TASK BRIEF – Render the data below as a Markdown table with the columns Row and Data line, including only the lines from the one containing "Give a dot for each instance of the person" through the one containing "Query: person in dark jacket walking", with both of those lines included. Number each line in the Row column, and leave out any blank lines.

Records from a data source
━━━
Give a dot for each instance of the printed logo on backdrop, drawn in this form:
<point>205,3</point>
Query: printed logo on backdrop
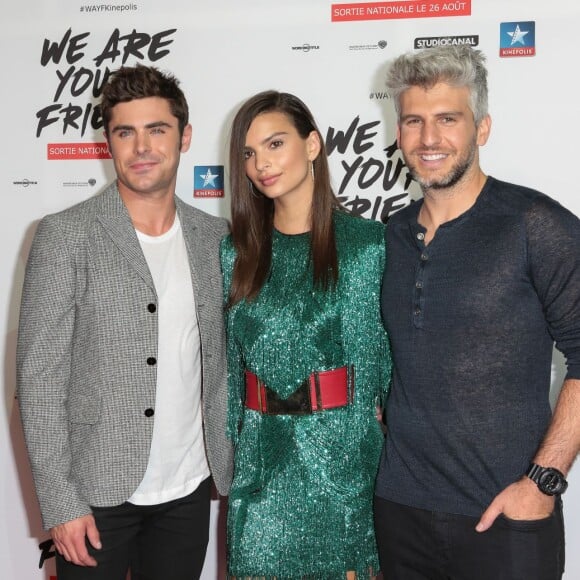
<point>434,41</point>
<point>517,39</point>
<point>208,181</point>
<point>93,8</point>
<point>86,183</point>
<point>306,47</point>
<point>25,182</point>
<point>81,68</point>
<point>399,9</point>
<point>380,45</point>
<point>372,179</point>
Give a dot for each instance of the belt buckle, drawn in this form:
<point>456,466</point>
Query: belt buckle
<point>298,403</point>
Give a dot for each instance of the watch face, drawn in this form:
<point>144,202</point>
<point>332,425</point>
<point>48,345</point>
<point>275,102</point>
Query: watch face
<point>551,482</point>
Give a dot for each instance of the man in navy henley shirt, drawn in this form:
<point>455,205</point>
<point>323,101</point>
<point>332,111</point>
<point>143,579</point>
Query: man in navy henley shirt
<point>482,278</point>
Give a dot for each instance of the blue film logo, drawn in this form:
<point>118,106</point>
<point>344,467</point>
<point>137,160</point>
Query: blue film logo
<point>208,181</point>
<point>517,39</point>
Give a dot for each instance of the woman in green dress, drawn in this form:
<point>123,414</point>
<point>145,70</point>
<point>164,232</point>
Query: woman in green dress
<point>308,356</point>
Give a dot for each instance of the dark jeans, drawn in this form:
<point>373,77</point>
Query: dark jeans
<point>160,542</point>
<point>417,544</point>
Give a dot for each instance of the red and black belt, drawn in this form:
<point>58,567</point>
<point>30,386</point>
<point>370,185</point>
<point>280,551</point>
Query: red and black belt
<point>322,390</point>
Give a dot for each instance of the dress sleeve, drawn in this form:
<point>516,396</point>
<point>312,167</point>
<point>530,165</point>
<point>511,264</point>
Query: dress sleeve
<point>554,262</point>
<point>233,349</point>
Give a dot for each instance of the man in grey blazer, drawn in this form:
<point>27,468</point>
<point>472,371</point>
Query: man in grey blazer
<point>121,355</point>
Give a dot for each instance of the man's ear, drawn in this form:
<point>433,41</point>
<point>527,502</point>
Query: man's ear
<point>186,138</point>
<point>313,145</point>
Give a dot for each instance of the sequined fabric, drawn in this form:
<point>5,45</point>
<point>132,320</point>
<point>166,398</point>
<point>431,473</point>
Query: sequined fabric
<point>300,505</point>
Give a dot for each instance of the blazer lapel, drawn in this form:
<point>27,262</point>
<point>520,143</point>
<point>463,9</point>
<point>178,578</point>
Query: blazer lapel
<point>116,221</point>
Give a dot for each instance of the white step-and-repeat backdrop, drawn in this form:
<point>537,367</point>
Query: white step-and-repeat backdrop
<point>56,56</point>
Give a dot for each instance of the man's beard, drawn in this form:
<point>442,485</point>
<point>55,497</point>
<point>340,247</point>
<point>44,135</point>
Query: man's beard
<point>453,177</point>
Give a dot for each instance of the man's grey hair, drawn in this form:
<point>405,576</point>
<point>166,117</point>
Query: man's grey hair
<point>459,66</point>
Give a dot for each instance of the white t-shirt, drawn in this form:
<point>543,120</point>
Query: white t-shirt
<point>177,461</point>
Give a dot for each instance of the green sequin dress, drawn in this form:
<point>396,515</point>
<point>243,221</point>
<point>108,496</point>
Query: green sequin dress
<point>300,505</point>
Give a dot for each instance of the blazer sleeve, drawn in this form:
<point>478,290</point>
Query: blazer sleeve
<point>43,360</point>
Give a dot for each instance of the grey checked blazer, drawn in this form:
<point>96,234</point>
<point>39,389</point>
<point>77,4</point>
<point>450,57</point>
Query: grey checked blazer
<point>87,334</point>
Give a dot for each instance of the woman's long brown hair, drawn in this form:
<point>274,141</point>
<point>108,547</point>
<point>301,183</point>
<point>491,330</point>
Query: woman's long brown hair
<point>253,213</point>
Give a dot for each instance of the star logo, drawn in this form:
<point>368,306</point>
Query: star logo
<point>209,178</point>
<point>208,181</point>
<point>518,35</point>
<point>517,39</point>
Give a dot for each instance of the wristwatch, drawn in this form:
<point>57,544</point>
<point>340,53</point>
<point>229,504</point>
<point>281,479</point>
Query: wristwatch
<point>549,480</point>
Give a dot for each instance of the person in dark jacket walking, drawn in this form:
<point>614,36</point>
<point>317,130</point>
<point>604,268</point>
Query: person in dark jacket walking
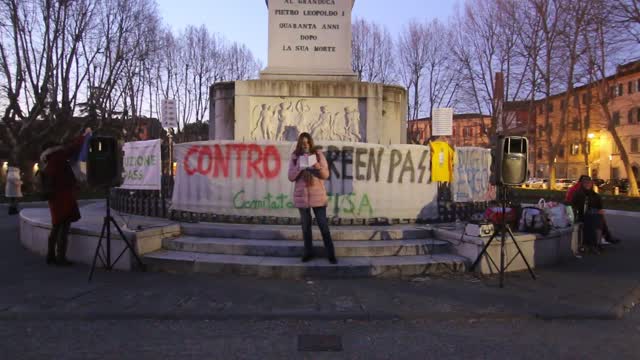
━━━
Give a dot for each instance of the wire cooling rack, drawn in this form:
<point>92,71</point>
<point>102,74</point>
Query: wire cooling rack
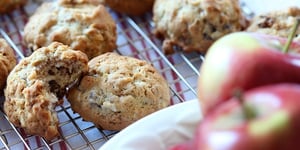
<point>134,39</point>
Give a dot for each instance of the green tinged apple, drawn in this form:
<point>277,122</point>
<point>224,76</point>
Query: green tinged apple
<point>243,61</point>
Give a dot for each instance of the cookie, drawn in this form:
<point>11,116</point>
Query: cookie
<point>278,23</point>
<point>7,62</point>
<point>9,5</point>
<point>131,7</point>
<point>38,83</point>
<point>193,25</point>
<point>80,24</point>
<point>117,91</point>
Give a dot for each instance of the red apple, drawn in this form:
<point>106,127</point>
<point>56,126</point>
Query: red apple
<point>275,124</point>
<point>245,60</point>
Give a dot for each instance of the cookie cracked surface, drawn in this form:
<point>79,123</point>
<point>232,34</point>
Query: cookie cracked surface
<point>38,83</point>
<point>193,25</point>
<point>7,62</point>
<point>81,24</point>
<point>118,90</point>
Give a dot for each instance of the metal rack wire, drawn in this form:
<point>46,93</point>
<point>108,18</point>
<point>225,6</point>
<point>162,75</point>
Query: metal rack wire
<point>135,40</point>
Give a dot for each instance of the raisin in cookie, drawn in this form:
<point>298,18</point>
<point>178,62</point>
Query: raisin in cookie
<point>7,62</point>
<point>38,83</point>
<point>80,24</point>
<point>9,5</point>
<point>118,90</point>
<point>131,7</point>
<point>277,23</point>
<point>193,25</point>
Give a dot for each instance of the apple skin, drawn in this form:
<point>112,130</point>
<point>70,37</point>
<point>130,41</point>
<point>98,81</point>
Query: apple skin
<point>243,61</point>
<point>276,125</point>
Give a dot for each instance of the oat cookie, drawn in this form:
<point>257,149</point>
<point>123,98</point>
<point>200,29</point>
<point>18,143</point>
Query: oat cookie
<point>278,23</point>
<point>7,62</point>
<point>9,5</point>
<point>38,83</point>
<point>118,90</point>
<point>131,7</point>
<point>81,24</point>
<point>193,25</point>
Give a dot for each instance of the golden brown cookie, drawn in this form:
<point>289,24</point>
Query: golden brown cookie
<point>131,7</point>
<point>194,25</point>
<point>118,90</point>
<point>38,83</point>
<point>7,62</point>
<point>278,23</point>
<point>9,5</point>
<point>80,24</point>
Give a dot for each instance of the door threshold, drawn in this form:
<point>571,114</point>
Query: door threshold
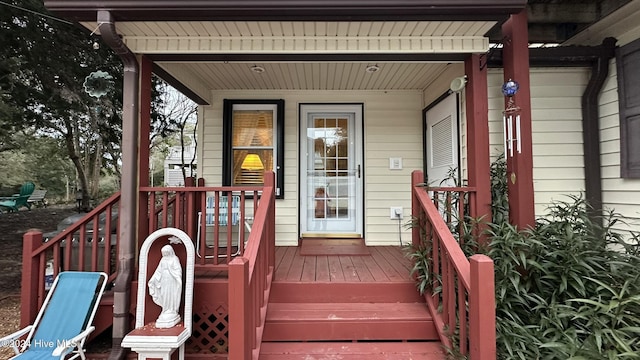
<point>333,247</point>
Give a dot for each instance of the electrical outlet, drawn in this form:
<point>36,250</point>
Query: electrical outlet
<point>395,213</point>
━━━
TASK RESPONSE –
| Row | Data line |
|---|---|
| 1 | Give a dot for each instance of the person in dark jacket walking, drawn in this form: |
| 2 | <point>614,36</point> |
| 3 | <point>317,130</point> |
| 4 | <point>604,268</point> |
| 5 | Query: person in dark jacket walking |